# Problem description:
Nothing in the listing should be altered when it is copied, and no picture goes into the copy.

Source data Block Start

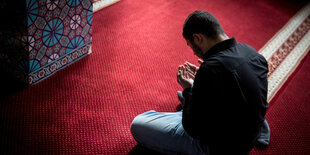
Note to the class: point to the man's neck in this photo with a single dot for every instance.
(213, 42)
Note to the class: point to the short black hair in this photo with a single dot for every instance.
(201, 22)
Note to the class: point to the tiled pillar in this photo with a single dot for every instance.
(40, 37)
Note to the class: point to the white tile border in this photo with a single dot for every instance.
(103, 3)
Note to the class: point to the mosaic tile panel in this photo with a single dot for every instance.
(54, 30)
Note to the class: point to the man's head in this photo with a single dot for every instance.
(201, 31)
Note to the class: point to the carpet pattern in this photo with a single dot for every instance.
(87, 108)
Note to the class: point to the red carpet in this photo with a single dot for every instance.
(87, 108)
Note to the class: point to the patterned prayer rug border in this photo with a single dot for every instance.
(100, 4)
(286, 49)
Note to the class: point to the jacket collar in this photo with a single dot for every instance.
(226, 44)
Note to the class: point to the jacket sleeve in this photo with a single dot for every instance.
(197, 99)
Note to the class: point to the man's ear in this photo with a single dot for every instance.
(197, 38)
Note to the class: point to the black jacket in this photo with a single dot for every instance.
(227, 104)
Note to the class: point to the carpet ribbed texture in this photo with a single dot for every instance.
(87, 107)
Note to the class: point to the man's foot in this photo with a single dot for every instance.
(262, 141)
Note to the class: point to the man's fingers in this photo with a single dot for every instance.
(189, 65)
(191, 75)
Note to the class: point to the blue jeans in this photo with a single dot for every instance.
(164, 133)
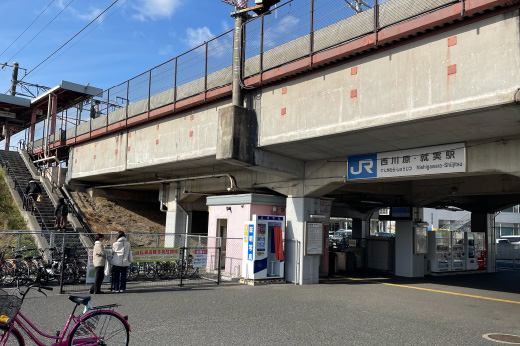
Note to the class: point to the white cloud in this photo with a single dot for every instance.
(155, 9)
(88, 16)
(167, 50)
(194, 37)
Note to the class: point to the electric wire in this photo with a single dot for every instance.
(82, 37)
(39, 32)
(73, 37)
(35, 19)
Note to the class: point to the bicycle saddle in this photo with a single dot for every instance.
(80, 300)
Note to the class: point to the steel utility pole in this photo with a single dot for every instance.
(238, 98)
(14, 79)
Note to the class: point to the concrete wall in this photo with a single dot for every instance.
(400, 84)
(409, 82)
(185, 137)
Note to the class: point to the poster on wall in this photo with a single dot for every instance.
(313, 238)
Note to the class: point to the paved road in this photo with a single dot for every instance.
(355, 310)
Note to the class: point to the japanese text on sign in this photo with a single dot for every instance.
(200, 258)
(156, 254)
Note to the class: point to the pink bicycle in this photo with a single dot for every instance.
(99, 325)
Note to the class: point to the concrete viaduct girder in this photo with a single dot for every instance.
(426, 91)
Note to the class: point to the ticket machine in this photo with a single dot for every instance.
(471, 257)
(263, 254)
(458, 251)
(439, 251)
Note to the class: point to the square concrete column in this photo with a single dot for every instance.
(299, 268)
(482, 222)
(178, 221)
(407, 264)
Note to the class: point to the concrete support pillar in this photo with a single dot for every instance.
(360, 228)
(178, 219)
(33, 124)
(482, 222)
(407, 264)
(298, 210)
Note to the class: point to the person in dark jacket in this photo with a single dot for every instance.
(61, 212)
(32, 190)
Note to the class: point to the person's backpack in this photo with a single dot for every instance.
(64, 210)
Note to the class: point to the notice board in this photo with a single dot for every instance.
(313, 238)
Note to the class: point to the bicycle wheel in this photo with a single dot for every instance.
(33, 270)
(8, 272)
(43, 276)
(15, 338)
(100, 328)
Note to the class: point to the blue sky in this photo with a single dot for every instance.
(130, 38)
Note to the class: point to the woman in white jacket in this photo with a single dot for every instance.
(122, 257)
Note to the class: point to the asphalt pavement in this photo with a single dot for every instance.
(356, 309)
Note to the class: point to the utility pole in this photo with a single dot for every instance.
(14, 79)
(238, 98)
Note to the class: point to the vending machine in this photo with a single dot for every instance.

Source data Block End

# Written answer:
Note to the class: point to the man's neck in this photo with a single dot for every instance.
(213, 42)
Note to the class: point to the short black hair in this photo with a single dot for every instance.
(201, 22)
Note to the class: point to the tiled pillar in this photo with a single dot for every instance.
(40, 37)
Note to the class: point to the white tile border in this photo with a single dot for every instance.
(103, 3)
Note to the class: point to the mosaic tile panel in this photo with a single dot for every instance.
(54, 30)
Note to the class: point to the man's head in this photo with a single dot for every instance.
(201, 31)
Note to the class: point to the carpet pattern in this photo with a single dot for every instance.
(87, 108)
Note to the class: point to the red carpet in this photo with a single dot for every instance.
(87, 108)
Note to the class: point to the patterned prayer rug border in this photo with a single dot for every instance.
(100, 4)
(286, 49)
Note to the class: point to the jacket collar in this photo with a single dot for every instance.
(226, 44)
Note to the class: point to the jacket sleeve in this photo with a single dot for every instance.
(197, 99)
Note to the class: point to the man's ear in this photo with a single dot for every instance.
(197, 38)
Note to the class: point to the black jacket in this photo with a single dot for every instance.
(227, 104)
Note to the class: point to the carpet ribbed texture in this photo with a single dot for every instance.
(87, 107)
Note to the class: point to the man's foot in this photo with a single dot for every instance.
(262, 141)
Note to the class: point to the man's fingers in this photo with a single dot for every instance.
(189, 65)
(191, 75)
Note to the class: point to the blue jeans in this photo with a single dot for every instance.
(164, 133)
Note to the class: point to the white cloud in this photo with a single dot for every instance.
(155, 9)
(88, 16)
(167, 50)
(194, 37)
Note to the class: point to the electric wire in this photo with a single dot for every instance.
(82, 37)
(39, 32)
(73, 37)
(35, 19)
Note to the class: point to the bicycle saddle in this photo with a single dot for every instance.
(80, 300)
Note to the class: point to the steel utility pole in this photo with a single dot for every instance.
(238, 98)
(14, 79)
Note to the class: point to the concrete wall in this photo with a single dot for every instance.
(400, 84)
(409, 82)
(185, 137)
Note to the class: point to the poster on wall in this photo with a single dot for every instance.
(313, 238)
Note to the class: point to the paved road in this photo with a single dot for every instance.
(355, 310)
Note to the class: point to the japanese text on sign in this photo with a single dot for every instance.
(200, 258)
(156, 254)
Note to the class: point to the pink bicycle in this photo with a single dot for every instance.
(99, 325)
Note to the class: point to the concrete viaduct girder in this photo with a single dot for every instance.
(426, 91)
Note to the class: point to the ticket machine in this photo with a single dot for every instance.
(471, 257)
(263, 254)
(458, 251)
(439, 251)
Note to the class: point to the square concrete column in this photo with a single dot for every instance.
(299, 268)
(482, 222)
(178, 221)
(407, 264)
Note to the class: point to the concrete support pillar in this photo with a single dot for every instance.
(360, 228)
(178, 219)
(33, 124)
(482, 222)
(407, 264)
(298, 210)
Note to the class: point to the person in dark jacket in this photo with a single dot for every instance.
(61, 212)
(32, 190)
Note to the class: point to the person's backpack in this photo with a single dot for every instance.
(64, 210)
Note to the class: point to the notice board in this photo with a single dot for every instance.
(313, 238)
Note to the class: point to the bicycle wheel in this photo with a single dot for every instance.
(33, 270)
(8, 272)
(43, 276)
(15, 338)
(100, 328)
Note to the class: point to the blue sky in this photo with a single dot for every instance.
(130, 38)
Note to the class: point to the woman in white jacket in this photo with a single dot for every instance.
(122, 257)
Note to the class: point to the asphalt pavement in this photo with a single dot for every instance.
(356, 309)
Note to the class: point to the utility pole in this photo with a single dot for every instance.
(14, 79)
(238, 98)
Note to the class: point to the vending machine in this photo with a single dot for every instance.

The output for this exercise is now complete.